*** Begin section ***

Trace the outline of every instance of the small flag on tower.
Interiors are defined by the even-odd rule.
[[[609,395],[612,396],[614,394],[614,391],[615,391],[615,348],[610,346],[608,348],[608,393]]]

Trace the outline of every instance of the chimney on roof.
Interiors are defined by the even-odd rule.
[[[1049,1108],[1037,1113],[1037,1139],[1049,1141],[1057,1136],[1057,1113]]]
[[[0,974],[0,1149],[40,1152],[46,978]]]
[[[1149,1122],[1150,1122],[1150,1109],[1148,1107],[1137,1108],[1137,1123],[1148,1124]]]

*** End section ***
*** Begin section ***

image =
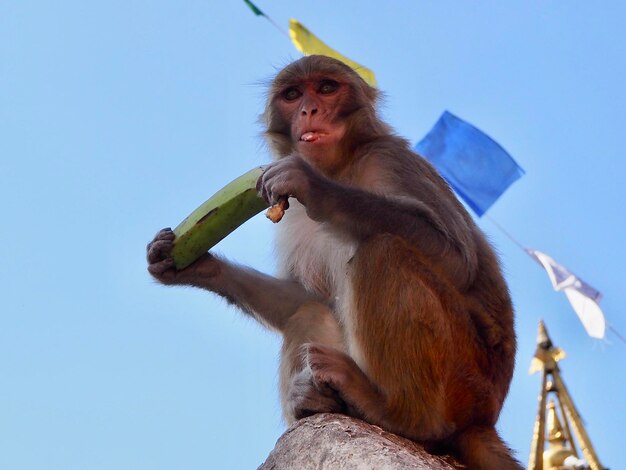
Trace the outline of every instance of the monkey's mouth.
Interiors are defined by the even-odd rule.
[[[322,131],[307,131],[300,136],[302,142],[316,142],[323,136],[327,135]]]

*** End section ***
*** Begin section ***

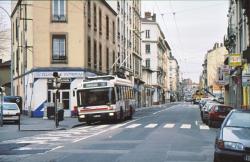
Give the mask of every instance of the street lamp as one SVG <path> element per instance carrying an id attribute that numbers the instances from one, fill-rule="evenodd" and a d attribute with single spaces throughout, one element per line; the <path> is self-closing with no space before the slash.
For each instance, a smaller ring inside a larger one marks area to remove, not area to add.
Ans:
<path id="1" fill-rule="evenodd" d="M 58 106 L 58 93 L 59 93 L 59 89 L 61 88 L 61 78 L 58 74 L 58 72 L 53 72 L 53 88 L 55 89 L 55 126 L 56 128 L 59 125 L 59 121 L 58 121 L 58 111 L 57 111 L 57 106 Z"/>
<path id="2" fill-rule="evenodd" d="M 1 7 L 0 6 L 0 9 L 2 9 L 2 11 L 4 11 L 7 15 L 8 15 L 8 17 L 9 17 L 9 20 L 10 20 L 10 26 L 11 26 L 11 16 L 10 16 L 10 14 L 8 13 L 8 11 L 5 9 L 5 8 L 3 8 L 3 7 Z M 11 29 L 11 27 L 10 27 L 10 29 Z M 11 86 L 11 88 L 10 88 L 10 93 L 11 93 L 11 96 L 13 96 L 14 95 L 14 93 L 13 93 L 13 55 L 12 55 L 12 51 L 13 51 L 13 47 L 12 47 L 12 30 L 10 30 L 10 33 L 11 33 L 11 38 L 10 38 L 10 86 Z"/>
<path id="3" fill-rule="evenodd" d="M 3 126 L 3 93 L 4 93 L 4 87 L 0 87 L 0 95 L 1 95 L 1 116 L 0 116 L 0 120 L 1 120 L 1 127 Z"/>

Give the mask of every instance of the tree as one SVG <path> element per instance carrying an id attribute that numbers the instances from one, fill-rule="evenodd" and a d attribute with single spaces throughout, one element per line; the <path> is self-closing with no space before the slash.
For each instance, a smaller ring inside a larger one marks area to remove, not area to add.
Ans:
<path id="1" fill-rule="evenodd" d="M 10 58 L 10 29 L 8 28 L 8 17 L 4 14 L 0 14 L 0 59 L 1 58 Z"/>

*** End section ***

Copy every line from the records that holds the string "outline".

Trace the outline of every instance of the small flag on tower.
Trace the outline of every instance of the chimney on roof.
Trace the outline of every instance of the monkey's mouth.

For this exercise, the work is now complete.